(WHAT YOU WILL DO) Could you copy out, word for word, the lines running from the start of the items through the line that holds "positive clicks: (1020, 3)", both ends included?

(DATASET EXTRACT)
--- START ---
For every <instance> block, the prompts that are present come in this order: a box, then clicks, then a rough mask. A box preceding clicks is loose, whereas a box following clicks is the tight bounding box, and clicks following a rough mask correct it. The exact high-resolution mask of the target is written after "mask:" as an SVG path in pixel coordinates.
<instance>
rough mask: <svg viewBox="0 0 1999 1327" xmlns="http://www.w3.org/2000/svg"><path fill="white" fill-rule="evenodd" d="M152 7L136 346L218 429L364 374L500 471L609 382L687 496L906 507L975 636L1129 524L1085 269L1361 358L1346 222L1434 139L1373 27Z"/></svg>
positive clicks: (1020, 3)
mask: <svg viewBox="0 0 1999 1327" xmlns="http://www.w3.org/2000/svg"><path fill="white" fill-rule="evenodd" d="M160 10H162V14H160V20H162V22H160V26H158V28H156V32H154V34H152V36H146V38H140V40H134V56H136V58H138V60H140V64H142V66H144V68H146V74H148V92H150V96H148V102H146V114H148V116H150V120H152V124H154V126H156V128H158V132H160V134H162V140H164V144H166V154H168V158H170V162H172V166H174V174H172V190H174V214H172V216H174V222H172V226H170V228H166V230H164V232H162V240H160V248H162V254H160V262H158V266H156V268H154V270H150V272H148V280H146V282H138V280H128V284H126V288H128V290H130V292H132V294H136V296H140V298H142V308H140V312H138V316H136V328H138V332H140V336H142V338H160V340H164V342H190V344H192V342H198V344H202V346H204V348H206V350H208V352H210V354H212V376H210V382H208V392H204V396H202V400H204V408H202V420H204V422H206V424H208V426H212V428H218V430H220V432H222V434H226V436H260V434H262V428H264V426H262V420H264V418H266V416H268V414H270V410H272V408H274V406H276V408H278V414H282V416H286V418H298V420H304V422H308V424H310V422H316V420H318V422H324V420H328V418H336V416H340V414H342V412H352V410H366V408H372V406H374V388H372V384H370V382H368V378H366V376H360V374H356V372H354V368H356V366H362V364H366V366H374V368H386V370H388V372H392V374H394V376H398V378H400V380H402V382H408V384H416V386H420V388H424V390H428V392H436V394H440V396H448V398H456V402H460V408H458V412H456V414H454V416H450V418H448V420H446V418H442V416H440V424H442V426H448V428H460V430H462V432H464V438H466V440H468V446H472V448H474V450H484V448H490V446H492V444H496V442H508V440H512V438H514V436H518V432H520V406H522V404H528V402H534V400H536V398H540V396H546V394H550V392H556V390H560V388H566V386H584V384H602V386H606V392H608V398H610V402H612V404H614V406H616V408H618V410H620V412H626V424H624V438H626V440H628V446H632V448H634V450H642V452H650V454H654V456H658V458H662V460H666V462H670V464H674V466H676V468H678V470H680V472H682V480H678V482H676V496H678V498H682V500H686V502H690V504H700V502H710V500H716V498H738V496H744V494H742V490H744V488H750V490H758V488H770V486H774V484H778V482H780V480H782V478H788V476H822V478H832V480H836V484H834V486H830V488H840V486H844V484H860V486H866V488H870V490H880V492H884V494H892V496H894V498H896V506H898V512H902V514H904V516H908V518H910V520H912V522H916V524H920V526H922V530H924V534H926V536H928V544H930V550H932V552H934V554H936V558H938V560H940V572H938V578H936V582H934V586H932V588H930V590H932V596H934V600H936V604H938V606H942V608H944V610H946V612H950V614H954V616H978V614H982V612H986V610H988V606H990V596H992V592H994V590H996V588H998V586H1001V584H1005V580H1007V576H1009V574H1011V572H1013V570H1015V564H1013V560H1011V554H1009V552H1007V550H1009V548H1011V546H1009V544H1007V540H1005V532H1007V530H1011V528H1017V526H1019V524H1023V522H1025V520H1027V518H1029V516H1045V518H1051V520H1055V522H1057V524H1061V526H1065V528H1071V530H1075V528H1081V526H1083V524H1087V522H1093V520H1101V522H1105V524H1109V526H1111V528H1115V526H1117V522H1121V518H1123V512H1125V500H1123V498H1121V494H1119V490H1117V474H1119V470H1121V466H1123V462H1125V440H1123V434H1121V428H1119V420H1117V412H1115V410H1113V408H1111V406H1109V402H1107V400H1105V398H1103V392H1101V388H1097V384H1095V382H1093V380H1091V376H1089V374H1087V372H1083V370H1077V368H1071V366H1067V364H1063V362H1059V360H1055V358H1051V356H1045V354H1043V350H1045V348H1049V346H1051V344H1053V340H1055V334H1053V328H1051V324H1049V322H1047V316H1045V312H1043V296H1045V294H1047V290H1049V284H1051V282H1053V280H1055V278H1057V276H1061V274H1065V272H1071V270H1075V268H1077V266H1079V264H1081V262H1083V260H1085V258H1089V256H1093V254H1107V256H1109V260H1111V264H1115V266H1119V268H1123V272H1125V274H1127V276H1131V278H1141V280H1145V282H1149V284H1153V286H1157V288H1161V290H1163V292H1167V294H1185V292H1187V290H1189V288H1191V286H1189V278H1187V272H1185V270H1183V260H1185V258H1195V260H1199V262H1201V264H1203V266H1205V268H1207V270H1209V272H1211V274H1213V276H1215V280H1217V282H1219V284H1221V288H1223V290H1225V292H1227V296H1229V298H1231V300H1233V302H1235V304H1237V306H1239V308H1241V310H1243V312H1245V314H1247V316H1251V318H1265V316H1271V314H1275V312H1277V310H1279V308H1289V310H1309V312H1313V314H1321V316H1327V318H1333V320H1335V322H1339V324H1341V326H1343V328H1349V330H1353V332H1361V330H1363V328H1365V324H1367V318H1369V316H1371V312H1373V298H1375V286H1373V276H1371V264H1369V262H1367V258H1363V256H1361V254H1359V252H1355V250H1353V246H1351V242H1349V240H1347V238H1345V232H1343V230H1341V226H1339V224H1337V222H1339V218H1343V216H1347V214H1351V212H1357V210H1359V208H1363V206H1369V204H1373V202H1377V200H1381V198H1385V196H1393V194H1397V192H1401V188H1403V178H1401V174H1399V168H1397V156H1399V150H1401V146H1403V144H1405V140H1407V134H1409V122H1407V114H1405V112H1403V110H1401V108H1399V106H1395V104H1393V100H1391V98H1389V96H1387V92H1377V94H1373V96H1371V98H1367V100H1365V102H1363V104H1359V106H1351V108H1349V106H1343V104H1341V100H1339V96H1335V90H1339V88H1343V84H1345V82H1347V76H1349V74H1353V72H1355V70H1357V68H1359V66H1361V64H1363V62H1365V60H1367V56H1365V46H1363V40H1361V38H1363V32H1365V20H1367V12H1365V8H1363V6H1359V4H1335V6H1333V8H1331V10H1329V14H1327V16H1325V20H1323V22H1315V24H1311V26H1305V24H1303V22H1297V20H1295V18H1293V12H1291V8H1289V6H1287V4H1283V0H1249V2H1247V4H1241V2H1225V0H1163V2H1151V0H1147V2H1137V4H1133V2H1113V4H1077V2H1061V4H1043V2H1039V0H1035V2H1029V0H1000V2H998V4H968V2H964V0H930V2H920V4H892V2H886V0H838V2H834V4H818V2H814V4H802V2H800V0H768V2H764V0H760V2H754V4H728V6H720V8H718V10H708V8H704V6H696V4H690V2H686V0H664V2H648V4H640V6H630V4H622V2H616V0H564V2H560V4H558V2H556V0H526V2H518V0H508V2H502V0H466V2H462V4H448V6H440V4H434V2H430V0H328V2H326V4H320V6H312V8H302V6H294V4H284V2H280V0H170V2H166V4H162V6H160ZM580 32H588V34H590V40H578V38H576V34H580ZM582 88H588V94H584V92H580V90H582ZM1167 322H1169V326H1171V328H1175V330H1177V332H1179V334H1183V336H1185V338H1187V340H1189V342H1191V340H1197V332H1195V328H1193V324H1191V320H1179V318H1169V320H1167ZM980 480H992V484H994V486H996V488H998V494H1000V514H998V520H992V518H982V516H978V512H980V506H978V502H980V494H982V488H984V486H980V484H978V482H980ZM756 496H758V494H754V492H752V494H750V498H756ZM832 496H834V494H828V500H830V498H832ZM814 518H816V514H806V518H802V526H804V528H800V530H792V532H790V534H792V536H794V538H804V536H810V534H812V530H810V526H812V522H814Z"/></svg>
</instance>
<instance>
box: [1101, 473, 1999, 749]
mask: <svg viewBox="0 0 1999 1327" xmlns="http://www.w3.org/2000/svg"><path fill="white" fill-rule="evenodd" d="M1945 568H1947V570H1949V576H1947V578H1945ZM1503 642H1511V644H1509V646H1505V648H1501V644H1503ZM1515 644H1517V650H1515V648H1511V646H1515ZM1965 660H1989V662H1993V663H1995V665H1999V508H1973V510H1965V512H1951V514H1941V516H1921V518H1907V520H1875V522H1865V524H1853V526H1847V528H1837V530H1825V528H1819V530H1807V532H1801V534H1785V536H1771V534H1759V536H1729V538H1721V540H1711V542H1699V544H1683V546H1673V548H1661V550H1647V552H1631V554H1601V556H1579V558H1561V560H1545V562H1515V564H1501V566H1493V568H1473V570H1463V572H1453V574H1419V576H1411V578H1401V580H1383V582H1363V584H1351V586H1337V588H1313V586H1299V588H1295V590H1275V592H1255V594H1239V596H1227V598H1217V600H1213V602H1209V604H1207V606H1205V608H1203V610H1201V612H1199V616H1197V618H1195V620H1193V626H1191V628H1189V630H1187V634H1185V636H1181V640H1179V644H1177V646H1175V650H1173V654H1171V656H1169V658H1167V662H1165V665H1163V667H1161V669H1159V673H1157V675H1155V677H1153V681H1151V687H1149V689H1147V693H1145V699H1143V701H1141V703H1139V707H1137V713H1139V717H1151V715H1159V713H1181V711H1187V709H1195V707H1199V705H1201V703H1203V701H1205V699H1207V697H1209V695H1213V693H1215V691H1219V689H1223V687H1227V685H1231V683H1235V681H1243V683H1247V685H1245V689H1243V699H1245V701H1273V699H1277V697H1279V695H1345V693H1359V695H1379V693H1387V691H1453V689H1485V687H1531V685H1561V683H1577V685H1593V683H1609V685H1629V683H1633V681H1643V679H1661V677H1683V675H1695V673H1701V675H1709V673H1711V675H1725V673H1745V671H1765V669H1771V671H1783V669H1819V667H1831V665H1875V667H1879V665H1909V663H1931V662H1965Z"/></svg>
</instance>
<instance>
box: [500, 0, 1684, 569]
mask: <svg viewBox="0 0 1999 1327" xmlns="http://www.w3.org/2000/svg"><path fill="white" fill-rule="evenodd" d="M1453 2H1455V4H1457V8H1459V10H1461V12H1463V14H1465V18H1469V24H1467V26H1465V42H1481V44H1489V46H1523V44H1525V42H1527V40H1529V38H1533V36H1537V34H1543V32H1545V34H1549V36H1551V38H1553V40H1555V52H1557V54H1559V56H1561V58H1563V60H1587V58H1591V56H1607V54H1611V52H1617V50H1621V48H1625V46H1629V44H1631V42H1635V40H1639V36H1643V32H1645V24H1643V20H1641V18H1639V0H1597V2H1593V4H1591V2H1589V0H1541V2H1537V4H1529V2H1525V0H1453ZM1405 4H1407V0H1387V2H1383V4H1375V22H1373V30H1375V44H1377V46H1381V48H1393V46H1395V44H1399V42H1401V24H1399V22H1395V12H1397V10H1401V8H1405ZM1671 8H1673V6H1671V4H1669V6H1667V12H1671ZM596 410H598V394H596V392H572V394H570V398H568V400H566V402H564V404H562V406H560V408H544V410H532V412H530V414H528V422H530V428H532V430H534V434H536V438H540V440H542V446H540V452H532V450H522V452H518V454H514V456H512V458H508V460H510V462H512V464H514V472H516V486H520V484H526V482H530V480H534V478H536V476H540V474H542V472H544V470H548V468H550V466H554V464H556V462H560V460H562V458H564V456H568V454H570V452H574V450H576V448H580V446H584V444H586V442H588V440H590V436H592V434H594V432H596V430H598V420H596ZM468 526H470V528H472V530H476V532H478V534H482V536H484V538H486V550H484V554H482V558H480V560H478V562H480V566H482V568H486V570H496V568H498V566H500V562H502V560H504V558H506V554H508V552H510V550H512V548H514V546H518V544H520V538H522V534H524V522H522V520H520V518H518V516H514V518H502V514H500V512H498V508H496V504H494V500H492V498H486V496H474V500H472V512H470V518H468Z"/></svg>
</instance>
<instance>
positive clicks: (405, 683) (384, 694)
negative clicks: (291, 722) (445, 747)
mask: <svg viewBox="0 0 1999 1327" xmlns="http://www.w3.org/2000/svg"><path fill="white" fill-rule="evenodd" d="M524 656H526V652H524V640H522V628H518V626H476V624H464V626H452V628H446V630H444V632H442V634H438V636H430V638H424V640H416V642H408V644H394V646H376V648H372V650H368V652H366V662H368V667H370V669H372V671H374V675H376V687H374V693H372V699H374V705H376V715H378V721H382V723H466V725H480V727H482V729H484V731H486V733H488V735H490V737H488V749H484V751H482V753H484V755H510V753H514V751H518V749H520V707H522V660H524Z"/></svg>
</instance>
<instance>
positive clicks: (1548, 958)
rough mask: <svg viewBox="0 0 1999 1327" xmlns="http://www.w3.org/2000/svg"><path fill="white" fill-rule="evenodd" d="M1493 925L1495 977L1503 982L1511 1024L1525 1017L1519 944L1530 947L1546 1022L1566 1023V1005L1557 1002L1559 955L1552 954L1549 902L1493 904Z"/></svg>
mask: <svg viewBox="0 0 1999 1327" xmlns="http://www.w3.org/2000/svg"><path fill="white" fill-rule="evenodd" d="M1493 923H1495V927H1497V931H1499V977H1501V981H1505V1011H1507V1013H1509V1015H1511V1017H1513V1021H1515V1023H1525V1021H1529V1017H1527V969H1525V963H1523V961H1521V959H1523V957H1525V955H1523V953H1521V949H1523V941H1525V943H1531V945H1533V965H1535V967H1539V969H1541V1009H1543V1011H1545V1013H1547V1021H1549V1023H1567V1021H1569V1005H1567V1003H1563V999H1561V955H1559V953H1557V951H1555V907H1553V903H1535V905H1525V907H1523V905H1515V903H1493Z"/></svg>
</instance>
--- END ---
(ANSWER SECTION)
For every <instance> block, the prompts that are present come in this order: a box, then clicks, then a rough mask. A box preceding clicks is loose, whereas a box following clicks is the tight bounding box, and clicks following a rough mask correct it. The exact high-resolution mask of the target is written after "mask:" as an SVG path in pixel coordinates.
<instance>
rough mask: <svg viewBox="0 0 1999 1327" xmlns="http://www.w3.org/2000/svg"><path fill="white" fill-rule="evenodd" d="M152 7L136 346L218 429L364 374L500 471L609 382L687 496L906 507L975 636L1129 524L1085 269L1361 358L1346 222L1434 139L1373 27Z"/></svg>
positive clicks: (1020, 3)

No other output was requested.